● **Document extract**
───

Vulture Culture posted:

I haven't worked there in a good amount of time, but sure. I'm going to ignore general stuff on managing storage performance like keeping an eye on your device queue sizes, because there's plenty of good information out there already on that.

We ran a couple of different storage systems. BlueArc (now Hitachi HNAS), IBM SONAS (now hopefully dead in a loving fire), Isilon, and a bunch of one-off Linux/OpenIndiana/FreeBSD boxes, so we had a mixture of different vendor-specific tools, standard Linux utilities, and a bunch of client-side analysis we were doing. Understanding the user workloads was the first step. We dealt with a lot of the same applications between research groups (ABySS, Velvet, etc.), so we had a pretty good idea of how they were supposed to perform with different file formats. If someone's runs were taking abnormally wrong on the cluster, we'd start looking at storage latencies, access patterns, etc. Some file formats like HDF5 do well with random access, while others like FASTA generally work better when the whole thing is slurped into memory sequentially (though random access is possible if it's preprocessed with .fai or FASTQ indexes first).

Most storage vendors don't give you very good insight into what the workload is doing on disk. Where we could, we relied a lot on ftrace and perf_events to see what was happening. Brendan Gregg has an awesome utility called iolatency that can give you a latency histogram sort of like VMware's vscsiStats. This is mostly useful once you've already reached the saturation point where your latencies plateau, and you want to figure out what's going on in the workload underneath.

───

Collected data:
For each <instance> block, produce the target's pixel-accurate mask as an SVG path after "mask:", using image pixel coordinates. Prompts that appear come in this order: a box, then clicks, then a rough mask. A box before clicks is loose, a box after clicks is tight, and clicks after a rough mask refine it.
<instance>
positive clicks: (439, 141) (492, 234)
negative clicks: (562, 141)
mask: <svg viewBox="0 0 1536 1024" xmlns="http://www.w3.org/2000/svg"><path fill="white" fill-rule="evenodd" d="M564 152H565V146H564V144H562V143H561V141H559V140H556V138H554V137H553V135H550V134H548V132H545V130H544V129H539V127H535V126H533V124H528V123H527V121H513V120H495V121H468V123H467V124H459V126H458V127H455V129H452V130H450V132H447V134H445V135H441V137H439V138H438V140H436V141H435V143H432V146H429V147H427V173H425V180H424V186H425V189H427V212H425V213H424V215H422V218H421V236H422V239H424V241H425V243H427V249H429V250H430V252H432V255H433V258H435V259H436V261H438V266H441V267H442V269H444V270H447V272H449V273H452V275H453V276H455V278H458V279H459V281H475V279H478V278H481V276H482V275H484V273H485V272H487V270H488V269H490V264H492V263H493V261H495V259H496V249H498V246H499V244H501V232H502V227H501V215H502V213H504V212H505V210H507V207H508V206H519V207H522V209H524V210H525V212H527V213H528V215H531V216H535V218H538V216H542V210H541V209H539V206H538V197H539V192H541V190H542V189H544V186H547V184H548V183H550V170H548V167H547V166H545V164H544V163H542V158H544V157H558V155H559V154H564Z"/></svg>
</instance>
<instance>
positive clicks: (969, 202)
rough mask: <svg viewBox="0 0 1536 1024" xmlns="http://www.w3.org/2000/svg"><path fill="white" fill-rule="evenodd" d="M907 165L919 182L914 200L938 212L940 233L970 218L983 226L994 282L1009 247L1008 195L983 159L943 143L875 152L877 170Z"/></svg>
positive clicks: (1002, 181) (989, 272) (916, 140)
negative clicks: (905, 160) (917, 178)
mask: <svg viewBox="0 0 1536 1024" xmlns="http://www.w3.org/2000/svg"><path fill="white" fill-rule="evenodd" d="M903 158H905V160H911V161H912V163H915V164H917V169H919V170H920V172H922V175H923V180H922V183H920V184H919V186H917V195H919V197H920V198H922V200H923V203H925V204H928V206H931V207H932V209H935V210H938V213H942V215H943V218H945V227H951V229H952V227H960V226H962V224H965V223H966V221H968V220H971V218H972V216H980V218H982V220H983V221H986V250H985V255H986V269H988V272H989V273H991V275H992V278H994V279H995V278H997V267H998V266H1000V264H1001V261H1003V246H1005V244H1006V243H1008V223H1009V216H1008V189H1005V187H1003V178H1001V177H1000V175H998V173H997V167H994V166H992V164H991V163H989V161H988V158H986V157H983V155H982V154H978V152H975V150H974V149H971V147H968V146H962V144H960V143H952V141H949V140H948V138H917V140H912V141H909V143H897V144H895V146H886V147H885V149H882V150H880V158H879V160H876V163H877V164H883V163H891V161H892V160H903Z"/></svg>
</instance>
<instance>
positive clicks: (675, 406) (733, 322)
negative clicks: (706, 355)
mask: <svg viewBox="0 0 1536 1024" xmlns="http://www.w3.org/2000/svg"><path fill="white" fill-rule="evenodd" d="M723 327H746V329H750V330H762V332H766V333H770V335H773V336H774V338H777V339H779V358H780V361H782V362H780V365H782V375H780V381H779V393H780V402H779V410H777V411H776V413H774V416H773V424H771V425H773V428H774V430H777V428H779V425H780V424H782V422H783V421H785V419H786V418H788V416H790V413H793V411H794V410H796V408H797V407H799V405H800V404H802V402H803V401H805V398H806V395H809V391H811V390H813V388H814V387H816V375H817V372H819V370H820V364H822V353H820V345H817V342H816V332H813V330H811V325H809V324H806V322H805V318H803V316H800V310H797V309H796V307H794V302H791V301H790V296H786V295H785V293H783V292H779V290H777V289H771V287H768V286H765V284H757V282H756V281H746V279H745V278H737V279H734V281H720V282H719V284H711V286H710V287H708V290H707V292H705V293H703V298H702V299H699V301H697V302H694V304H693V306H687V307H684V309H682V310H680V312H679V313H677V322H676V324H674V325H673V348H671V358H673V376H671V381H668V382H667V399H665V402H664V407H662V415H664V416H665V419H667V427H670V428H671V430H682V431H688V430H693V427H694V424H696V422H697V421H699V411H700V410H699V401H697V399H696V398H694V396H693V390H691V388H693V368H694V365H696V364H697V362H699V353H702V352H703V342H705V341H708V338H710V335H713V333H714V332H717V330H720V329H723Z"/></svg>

───

● **Job 1**
Reproduce word for word the stretch of the storage performance post from "Most storage vendors" through "the workload underneath.".
● **Job 2**
Pick up the forum post on storage performance after its final sentence and keep writing it.

● **Output 1**
Most storage vendors don't give you very good insight into what the workload is doing on disk. Where we could, we relied a lot on ftrace and perf_events to see what was happening. Brendan Gregg has an awesome utility called iolatency that can give you a latency histogram sort of like VMware's vscsiStats. This is mostly useful once you've already reached the saturation point where your latencies plateau, and you want to figure out what's going on in the workload underneath.

● **Output 2**
For some really insidious cases, we ended up trawling /proc/self/mountstats on each compute cluster node to get per-mount counters on each NFS operation. I actually wrote a Diamond mountstats collector to pull these numbers at 60-second intervals and forward them onto Graphite where they could be filtered, aggregated, and graphed -- this actually gave us a lot of really useful heuristic data on stuff like "how often is this job opening files?" and "does this application stream reads, or does it slurp everything in at start?" (We actually spotted a regression in SONAS's GPFS file locking behavior by diving deep into the performance characteristics associated with each specific NFS operation.)

Thanks; we're already pulling per-client NFS stats into Graphite but per-mount will be more useful; we've been looking server-side (perf, network, etc.) for usage information. Lustre's generic per-client stats aren't bad but I want to start using the jobstats feature to tag each in-flight IO with a job ID.

Brendan Gregg's book is good.

quote:

This is also true when you're looking at Gluster, Lustre, Ceph, etc. I don't get it. The offering isn't bad, but these companies never provide you the global logistics and support of the big vendors, so people buying must either be clueless or pressing them down to discount levels way lower than I was ever able to get.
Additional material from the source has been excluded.